-- Begin Given passage --

Where and when is BEINGS 2015?

The inaugural meeting of BEINGS 2015 will take place May 17-19, 2015, in Atlanta, GA. The gathering will take place at the beautiful Tabernacle theater. The newly renovated Westin Hotel, a couple of blocks away, will be our BEINGS 2015 host hotel.

Who is coming to BEINGS 2015?

A distinguished faculty will help frame the issues – so far we have commitments from such world figures such as George Church, Steve Pinker, Arthur Caplan, and Michael Sandel, among others. The core of BEINGS 2015 is the over 400 “delegates,” thought leaders from the top 30 biotech producing countries of the world who will help identify the issues and ultimately draft the consensus document.  In addition, over 800 visitors/observers will attend, who will be able to offer input to the delegates. 

How did you choose the countries?

We identified our top 30 countries in biotechnology using an algorithm developed by Scientific American to create an intensity score for each country, and then ranking them. The rankings are based on a metrics that assess a country’s accomplishments in biotechnology in five categories: public biotechnology company employees per capita, public biotech company revenues by GDP, biotech patents per total patents, business expenditures on biotechnology R&D, and knowledge and technology intensive industries. The intensity measurement compares the success of larger countries while also identifying smaller countries with high biotechnological achievement. 

How are you choosing the delegates?

We are using a multifaceted approach to identify the 200 delegates for BEINGS 2015.  The goal is to have a diverse set of delegates by every measure, including a spectrum of approaches and ideologies to the challenges of cellular technologies.  In order to assure the participation of all stakeholders, we first are reaching out to the countries’ consulates and consulate generals in the Atlanta area and surrounding states. We have contacted embassies, attachés, and national science liaisons for many countries, and have contacted leaders of the National Academies of Science in each country through the International Academies of Science committee.  In addition, we are selectively including organizations that advocate for and against various approaches to the challenges of cellular biotechnology, transnational organizations with a stake in the issues, representatives of religious organizations, regional representatives, professional societies, and advocacy groups both supportive of, and critical of, various approaches and technologies.  The delegate pool includes scientists, policy makers, and laypeople and professionals in religion, the arts, and the humanities.  We are dedicated to having all voices and perspectives at the table when we discuss these important topics.

-- End Given passage --
-- Begin Given entries --

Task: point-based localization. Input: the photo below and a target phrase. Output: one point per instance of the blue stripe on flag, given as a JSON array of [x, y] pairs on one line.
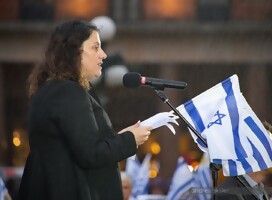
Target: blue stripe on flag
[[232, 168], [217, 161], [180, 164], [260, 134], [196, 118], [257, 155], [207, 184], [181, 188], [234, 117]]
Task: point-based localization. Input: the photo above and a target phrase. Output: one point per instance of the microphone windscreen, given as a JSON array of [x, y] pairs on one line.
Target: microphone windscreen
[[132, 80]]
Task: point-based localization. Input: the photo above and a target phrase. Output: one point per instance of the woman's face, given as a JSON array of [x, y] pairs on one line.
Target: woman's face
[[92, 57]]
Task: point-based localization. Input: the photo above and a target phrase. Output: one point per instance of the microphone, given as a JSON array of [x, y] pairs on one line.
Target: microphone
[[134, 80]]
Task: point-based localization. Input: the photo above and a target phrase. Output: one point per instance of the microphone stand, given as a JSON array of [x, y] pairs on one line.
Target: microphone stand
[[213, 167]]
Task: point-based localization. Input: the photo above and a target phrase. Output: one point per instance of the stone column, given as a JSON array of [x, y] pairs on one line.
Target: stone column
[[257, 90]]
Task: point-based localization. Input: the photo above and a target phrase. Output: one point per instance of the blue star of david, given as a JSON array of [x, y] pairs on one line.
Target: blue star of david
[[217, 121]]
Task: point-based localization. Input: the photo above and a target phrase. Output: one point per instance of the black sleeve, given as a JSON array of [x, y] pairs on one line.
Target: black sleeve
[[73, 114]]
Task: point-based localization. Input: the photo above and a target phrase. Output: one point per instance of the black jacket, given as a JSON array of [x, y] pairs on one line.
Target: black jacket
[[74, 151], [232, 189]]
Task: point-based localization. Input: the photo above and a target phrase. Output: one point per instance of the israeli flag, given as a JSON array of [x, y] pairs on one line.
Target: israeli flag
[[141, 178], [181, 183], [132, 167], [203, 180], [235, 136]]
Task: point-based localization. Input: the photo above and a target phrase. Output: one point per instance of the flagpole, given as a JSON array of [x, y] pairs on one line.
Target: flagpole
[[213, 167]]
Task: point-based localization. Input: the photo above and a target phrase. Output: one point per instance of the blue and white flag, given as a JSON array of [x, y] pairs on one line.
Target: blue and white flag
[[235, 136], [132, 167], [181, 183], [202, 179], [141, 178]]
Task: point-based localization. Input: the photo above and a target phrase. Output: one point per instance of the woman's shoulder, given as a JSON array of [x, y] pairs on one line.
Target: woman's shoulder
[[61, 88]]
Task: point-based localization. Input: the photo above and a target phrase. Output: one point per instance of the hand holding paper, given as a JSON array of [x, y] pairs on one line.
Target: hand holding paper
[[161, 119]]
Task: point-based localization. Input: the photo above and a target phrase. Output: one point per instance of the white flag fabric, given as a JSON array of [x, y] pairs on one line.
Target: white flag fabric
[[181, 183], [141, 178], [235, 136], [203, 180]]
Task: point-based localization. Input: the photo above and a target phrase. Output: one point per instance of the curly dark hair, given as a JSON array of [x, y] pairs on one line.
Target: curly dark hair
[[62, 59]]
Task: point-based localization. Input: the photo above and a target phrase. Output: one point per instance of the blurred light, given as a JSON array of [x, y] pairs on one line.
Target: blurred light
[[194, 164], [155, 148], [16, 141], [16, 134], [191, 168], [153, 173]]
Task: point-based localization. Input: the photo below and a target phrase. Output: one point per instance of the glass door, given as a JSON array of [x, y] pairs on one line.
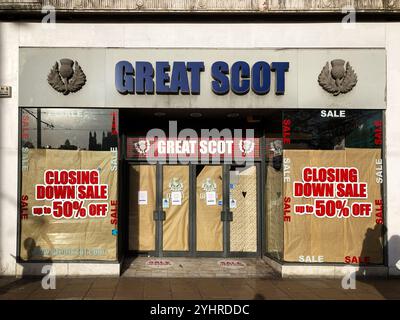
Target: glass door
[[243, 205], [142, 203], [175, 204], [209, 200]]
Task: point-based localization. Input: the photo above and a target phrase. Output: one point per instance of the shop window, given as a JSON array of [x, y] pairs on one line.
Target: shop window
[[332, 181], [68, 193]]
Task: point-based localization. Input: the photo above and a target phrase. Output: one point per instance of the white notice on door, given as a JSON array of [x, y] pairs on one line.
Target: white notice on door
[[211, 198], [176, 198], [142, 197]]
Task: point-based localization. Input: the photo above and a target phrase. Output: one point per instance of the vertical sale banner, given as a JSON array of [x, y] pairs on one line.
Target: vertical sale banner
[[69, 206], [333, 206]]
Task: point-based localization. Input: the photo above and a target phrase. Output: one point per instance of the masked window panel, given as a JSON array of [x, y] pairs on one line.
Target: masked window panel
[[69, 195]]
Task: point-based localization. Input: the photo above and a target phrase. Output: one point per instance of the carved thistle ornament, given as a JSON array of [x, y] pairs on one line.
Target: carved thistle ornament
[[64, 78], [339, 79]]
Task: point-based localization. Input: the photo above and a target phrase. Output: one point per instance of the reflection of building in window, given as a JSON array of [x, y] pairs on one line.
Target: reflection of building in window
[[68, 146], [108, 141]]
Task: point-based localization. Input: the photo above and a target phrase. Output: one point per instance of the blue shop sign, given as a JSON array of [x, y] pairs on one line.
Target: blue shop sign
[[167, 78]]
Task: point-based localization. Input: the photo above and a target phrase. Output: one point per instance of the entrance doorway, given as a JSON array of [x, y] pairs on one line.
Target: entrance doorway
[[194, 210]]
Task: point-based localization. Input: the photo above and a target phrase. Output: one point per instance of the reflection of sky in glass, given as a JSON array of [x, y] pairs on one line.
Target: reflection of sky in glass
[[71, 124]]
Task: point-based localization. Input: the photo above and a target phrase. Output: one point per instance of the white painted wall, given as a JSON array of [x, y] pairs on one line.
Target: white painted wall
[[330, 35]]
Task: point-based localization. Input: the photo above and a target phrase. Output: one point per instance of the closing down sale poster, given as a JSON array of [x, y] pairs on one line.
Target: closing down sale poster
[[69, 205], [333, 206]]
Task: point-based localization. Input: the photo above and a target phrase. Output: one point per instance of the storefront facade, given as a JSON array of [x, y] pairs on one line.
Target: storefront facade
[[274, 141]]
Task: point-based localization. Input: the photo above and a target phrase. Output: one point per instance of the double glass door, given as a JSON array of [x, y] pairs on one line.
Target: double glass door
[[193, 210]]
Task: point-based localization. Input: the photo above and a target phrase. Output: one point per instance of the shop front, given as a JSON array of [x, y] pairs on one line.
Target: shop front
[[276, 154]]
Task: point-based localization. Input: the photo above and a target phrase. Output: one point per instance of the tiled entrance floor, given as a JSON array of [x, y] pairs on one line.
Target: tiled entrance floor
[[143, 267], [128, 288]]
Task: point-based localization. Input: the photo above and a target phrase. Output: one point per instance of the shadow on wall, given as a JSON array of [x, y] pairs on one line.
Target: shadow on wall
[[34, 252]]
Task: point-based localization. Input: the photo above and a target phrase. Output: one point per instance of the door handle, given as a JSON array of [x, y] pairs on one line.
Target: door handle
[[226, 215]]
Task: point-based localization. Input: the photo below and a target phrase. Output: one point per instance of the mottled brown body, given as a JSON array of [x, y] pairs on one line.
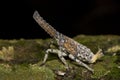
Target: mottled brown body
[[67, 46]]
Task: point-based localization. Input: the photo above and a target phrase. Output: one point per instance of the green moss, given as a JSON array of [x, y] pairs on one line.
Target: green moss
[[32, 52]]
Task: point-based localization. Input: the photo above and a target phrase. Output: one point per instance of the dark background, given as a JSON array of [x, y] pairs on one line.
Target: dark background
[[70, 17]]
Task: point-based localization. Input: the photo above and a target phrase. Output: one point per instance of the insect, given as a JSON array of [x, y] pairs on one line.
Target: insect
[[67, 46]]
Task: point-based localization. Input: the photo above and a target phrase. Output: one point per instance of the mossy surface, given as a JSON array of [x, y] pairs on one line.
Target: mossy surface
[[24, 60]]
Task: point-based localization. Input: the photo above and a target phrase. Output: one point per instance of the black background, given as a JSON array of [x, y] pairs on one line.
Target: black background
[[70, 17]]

-- End Given entries --
-- Begin Given entries --

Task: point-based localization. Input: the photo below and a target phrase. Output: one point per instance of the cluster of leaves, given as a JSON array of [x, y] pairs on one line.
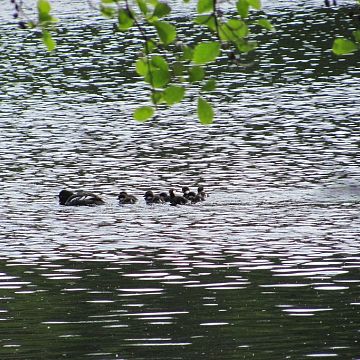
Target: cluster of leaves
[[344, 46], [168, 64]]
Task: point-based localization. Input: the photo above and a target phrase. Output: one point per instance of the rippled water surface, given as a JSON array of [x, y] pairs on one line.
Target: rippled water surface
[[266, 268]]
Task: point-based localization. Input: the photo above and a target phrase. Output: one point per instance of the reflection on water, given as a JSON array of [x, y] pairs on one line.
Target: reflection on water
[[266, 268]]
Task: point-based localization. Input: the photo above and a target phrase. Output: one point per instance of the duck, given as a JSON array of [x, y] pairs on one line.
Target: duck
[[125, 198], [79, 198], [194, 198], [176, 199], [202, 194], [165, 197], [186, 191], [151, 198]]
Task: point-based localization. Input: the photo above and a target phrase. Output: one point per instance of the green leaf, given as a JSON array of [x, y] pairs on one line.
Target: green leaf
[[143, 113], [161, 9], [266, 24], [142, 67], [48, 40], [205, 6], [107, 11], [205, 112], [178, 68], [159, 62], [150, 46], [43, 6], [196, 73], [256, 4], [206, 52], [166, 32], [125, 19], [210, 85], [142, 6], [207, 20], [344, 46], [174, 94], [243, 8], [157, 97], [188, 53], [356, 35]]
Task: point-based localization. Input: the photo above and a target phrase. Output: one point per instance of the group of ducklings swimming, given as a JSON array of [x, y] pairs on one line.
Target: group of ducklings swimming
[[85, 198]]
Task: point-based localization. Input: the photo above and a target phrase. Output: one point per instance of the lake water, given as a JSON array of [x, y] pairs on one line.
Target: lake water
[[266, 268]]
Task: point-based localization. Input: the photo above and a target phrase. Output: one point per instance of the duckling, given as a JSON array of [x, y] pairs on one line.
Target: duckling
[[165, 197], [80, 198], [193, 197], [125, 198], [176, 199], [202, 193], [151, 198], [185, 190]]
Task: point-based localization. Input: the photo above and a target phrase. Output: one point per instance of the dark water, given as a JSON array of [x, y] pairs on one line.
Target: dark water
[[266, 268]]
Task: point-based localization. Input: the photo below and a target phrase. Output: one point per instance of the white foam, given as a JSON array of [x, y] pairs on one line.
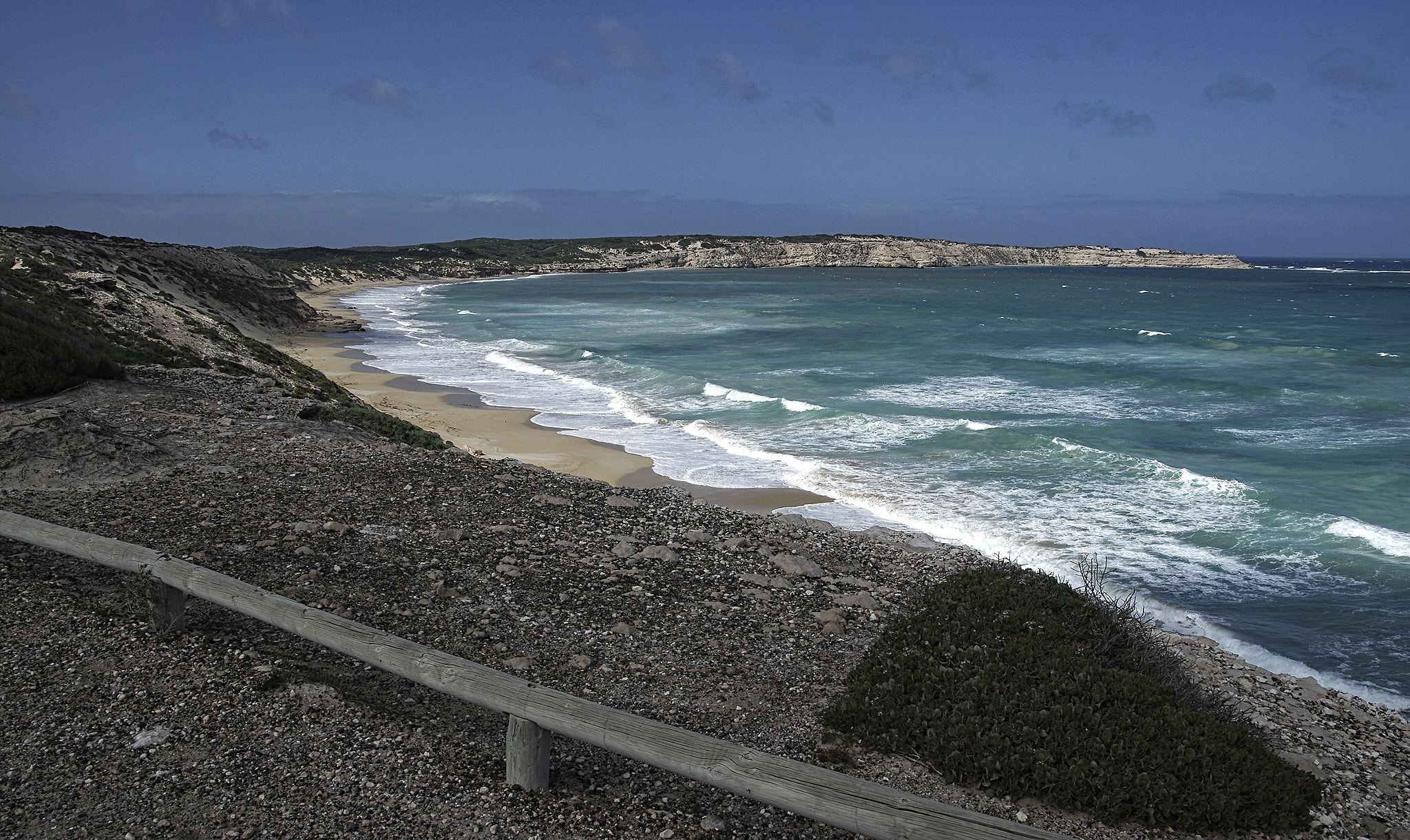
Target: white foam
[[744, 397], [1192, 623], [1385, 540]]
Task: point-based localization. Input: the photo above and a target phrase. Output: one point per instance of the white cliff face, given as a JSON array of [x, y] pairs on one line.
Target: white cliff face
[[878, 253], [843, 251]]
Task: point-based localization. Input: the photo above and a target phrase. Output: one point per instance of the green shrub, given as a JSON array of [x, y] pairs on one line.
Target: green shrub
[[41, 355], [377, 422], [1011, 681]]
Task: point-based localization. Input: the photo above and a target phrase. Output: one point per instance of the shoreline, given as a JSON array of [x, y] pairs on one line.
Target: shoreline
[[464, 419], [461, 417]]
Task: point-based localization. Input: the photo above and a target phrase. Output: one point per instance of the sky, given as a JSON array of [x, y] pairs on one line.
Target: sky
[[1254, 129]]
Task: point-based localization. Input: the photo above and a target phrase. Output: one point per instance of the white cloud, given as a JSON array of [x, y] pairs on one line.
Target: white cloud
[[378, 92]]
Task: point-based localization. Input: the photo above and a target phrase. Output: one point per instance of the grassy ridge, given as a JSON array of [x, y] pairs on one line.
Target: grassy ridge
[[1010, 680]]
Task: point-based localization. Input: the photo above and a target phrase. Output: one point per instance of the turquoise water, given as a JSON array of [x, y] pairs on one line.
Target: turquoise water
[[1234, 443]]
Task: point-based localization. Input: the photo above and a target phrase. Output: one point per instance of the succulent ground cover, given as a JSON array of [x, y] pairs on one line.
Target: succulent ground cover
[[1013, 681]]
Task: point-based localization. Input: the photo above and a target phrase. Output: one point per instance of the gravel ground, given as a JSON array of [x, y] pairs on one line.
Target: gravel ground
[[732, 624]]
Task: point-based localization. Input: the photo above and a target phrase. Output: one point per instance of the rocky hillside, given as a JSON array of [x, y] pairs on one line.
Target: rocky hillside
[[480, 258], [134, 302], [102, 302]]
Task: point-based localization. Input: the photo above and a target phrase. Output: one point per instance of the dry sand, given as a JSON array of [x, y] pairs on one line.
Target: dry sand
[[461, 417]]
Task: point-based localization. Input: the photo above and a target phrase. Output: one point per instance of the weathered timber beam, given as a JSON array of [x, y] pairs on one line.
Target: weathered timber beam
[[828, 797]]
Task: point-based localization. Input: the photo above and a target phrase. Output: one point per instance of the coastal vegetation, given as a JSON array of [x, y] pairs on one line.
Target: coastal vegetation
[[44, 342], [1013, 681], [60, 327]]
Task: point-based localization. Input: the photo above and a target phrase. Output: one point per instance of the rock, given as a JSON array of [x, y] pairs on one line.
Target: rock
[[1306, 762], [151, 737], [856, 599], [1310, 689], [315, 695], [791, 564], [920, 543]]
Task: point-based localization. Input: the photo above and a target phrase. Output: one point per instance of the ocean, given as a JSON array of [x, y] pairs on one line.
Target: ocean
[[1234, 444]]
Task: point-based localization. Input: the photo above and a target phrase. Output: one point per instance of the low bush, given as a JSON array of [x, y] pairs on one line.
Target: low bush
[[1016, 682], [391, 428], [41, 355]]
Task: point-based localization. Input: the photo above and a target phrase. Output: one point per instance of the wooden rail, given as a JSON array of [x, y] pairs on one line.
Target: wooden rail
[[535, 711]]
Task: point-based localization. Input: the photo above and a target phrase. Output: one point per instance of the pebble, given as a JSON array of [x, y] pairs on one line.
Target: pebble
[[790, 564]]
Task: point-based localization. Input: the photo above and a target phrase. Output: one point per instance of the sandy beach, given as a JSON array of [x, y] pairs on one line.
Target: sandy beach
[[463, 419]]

-- End Given entries --

## What to work on:
A: Revise the BEINGS 2015 FAQ starting at "The inaugural meeting" and ending at "to BEINGS 2015?", replacing "gathering" with "event".
B: Write what comes next in the BEINGS 2015 FAQ, picking up after its final sentence.
The data here comes from a different source than the BEINGS 2015 FAQ.

## Answers to the exercises:
A:
The inaugural meeting of BEINGS 2015 will take place May 17-19, 2015, in Atlanta, GA. The event will take place at the beautiful Tabernacle theater. The newly renovated Westin Hotel, a couple of blocks away, will be our BEINGS 2015 host hotel.

Who is coming to BEINGS 2015?

B:
What is the process you will use to draft a consensus document?

We have been collecting hundreds of sets of regulations, principles, and standards that have been written by governmental bodies, university conferences, NGOs, and professional societies all over the world.  Before the Summit begins, we will poll our delegates to determine what they believe are the pressing ethical and policy concerns confronting biotechnological development.  Using the existing sets of standards and the issues identified by the delegates, we will establish between 5-10 general topic areas that will help organize the discussion and the working groups who will actually begin to draft the statement.

Delegates will volunteer for working groups that will meet on the second day of the Summit and will continue to work for the next 6 months to draft proposed principles for their area of inquiry. Drafts will be circulated to the 200 delegates for comments.  Over the following six months a consensus document will emerge, and we are hopeful that it will serve as a global benchmark for biotechnology policy.

Who else is involved?

To facilitate the enormous scope of this ambitious effort, we have gathered together a host of advisory bodies:

  • A University Partner's Board of 15 Georgia-based colleges and universities, including GA Tech, GA State, University of GA, Morehouse, and others, and are soliciting other university partners nationally and internationally
  • A coalition of the 29 consulates and ambassadors of the participant countries, including their science liaisons and National Academies of Science
  • An international Academic Advisory Board of over 40 top thought leaders to help guide the Summit
  • A Strategic Advisory Board that includes representatives from top civic and NGO organizations in our region
  • A local Academic Advisory Board to help identify delegates and faculty
  • Cooperation and consultation from the AAAS, the National Academies of Science, the World Health Organization, and many smaller NGOs.

Who is funding the Summit?

The Summit will be funded from a diverse set of sources, including corporations (seed funding was given by the Coca-Cola Foundation), universities, civic organizations, private foundations, and by BEINGS 2015 ticket revenues.

How can I contribute?

We are committed to developing partnerships, being inclusive, and welcoming volunteers and professionals who are willing to contribute to this important endeavor.  Please get in touch with the BEINGS 2015 organizers by emailing us at BEINGS2015@EMORY.EDU, or visiting our website WWW.BEINGS2015.ORG.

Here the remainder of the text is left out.